Your objective:
Could you express the entries from the line with "of the green" to the line with "column 19, row 248" as a JSON list of strings, one string per line, leaving out blank lines?

Data records
★ ★ ★ ★

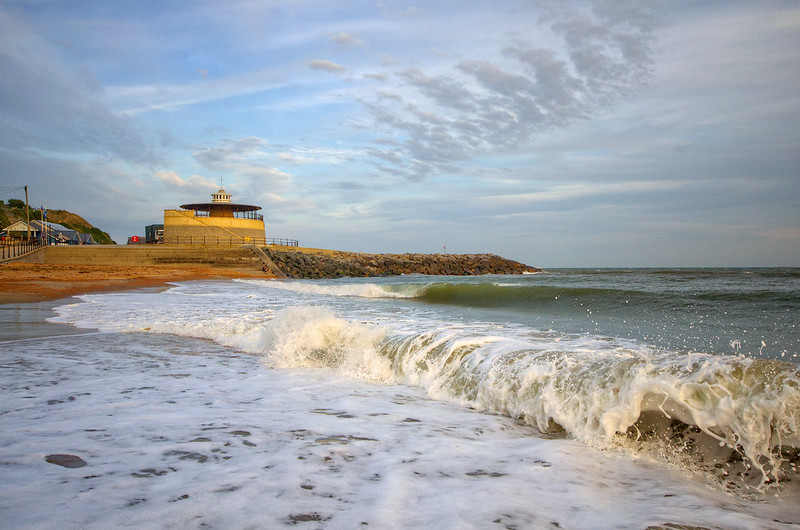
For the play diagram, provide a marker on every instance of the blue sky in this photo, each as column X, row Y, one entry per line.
column 606, row 133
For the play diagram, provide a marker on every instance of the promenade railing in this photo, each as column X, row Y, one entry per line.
column 214, row 240
column 283, row 242
column 16, row 249
column 230, row 241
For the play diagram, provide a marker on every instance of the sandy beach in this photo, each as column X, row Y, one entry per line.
column 33, row 282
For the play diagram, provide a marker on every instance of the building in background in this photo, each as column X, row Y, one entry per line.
column 154, row 234
column 219, row 222
column 47, row 233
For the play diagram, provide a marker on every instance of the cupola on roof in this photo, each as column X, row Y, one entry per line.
column 221, row 196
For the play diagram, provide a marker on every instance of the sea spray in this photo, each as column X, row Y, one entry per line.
column 594, row 391
column 604, row 391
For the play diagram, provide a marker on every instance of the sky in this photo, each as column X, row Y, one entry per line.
column 561, row 134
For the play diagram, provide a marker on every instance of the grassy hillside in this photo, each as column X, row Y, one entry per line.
column 14, row 210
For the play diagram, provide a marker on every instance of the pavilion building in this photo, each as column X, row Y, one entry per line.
column 219, row 222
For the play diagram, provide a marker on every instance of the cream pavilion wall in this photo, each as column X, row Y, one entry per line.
column 185, row 226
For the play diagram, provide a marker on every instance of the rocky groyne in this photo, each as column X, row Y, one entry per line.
column 333, row 264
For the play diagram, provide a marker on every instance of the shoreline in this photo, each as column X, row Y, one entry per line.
column 35, row 282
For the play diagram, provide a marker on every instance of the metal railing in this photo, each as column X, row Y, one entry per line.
column 283, row 242
column 214, row 240
column 16, row 249
column 236, row 215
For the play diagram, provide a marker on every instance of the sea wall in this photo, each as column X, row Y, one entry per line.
column 299, row 264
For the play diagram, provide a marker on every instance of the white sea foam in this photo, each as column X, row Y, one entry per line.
column 595, row 389
column 361, row 290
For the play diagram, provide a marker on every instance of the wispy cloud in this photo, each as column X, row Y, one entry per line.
column 328, row 66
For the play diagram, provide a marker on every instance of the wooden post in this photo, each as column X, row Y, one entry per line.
column 28, row 211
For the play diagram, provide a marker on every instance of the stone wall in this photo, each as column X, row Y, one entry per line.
column 298, row 264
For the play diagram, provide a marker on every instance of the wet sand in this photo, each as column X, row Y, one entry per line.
column 35, row 282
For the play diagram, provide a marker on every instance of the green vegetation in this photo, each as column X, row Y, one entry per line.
column 14, row 211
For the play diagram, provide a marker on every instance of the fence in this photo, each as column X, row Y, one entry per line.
column 214, row 240
column 283, row 242
column 229, row 241
column 19, row 248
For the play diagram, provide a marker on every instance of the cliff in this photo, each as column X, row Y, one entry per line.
column 14, row 211
column 298, row 264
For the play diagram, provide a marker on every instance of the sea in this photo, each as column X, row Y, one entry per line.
column 574, row 398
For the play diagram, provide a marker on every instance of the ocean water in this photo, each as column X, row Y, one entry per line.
column 566, row 399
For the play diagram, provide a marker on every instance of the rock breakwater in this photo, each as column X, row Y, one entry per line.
column 299, row 264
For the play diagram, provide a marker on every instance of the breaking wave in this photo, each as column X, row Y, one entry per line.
column 740, row 416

★ ★ ★ ★

Response:
[
  "For the play diagram, provide a marker on every instance of the green vegetation in this photo, each as column X, row Y, one entry per line.",
  "column 14, row 211",
  "For the play diagram, provide a marker on every instance of the fence in this photo, each as column X, row Y, one entry per line.",
  "column 214, row 240",
  "column 283, row 242",
  "column 229, row 241",
  "column 19, row 248"
]